▶ _What the exercise asks_
Please print exactly the lines running from the one that contains "Where can the golf cart roof" to the end of the data, with both lines included.

▶ _Entries shown_
※ ※ ※

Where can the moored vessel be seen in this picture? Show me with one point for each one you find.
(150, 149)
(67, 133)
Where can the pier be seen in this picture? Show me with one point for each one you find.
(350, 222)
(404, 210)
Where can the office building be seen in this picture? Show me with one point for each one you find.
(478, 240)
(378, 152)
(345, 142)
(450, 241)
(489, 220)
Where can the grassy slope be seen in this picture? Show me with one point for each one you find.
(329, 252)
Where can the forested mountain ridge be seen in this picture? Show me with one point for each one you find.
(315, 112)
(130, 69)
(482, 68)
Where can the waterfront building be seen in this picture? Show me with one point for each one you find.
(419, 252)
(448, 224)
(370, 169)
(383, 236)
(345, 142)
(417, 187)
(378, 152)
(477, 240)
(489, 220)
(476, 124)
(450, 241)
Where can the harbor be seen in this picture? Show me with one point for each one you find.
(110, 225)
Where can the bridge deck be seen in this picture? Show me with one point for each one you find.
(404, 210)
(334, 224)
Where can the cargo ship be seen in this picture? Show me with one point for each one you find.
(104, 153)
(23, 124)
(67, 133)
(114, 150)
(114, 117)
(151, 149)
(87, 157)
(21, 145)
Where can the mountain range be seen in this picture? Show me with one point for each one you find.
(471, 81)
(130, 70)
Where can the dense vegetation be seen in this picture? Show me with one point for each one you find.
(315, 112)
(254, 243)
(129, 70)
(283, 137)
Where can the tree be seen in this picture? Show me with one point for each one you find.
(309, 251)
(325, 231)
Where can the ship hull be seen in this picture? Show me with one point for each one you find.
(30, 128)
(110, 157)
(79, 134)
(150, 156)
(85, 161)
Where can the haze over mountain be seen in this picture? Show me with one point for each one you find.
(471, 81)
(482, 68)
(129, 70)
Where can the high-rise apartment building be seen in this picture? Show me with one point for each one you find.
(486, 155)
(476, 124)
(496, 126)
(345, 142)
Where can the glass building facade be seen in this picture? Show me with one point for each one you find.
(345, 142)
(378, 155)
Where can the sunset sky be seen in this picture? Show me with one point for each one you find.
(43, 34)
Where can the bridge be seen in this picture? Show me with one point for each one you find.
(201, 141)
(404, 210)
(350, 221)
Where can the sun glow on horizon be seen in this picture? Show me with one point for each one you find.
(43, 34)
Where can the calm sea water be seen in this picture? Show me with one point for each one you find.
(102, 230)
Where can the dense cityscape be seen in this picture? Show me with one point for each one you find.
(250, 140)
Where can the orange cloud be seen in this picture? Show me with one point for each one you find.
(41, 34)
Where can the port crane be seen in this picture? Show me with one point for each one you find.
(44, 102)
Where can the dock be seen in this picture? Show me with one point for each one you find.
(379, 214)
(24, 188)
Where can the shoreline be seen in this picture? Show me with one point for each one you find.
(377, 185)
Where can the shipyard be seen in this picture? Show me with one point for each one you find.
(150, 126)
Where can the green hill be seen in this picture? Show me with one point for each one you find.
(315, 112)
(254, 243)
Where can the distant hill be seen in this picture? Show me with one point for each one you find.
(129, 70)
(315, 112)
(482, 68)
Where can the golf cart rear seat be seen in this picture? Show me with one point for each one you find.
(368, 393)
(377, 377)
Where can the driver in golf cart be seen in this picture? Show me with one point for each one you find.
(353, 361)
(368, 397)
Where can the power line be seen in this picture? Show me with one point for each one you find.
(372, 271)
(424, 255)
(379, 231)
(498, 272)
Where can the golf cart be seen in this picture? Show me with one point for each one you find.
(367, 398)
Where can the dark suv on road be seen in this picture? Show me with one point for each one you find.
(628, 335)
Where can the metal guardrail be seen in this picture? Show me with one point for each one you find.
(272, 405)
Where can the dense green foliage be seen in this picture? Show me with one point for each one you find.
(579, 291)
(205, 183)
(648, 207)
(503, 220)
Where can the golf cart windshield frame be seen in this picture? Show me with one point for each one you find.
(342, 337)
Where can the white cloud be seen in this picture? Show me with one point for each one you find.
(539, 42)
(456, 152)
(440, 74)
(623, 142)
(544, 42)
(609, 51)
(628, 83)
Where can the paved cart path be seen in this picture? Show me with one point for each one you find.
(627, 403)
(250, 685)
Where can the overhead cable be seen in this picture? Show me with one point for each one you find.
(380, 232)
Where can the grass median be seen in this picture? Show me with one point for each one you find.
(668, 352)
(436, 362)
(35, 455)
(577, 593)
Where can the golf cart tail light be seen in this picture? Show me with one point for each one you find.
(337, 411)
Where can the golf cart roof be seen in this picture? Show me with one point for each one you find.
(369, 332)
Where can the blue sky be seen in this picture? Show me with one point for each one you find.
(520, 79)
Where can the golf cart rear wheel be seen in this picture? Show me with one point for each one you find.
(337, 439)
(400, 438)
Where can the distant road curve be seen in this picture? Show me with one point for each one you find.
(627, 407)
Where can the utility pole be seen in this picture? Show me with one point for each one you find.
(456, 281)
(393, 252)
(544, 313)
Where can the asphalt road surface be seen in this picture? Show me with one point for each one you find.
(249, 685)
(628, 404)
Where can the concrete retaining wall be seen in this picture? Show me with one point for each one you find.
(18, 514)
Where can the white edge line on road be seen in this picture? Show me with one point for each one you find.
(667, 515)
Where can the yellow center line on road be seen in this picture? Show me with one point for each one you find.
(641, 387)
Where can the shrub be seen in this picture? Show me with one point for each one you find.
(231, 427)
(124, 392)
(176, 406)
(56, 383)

※ ※ ※

▶ _Exercise output_
Where can the golf cart roof be seen in this picture? Show me with one point for each one you find.
(369, 332)
Where can the blue sky be seen in this picture? Show me with one point for each one you find.
(520, 79)
Where can the golf cart rear wheel be seen in this picture? Show me with one point for each one you find.
(337, 439)
(400, 438)
Where can the distant road curve be seen in this picture? Show me with one point for each one you find.
(627, 407)
Where can the utility pole be seen in this picture? Show me with one point for each one you find.
(456, 281)
(393, 252)
(544, 313)
Where can the asphalt road surface be seen in this picture? Show me with one point for each one you find.
(249, 685)
(628, 404)
Where can the concrete retaining wall be seen in this picture? Show me with one point for each one you find.
(18, 514)
Where can the white edge line on road be seen in this picture? Show me with one point for each one you find.
(667, 515)
Where can the yellow center line on road be seen in this picture? Show me with one point for each one you find.
(641, 387)
Where can the shrub be seen in this picture? Show me with one point for each one you find.
(231, 427)
(124, 392)
(176, 406)
(56, 383)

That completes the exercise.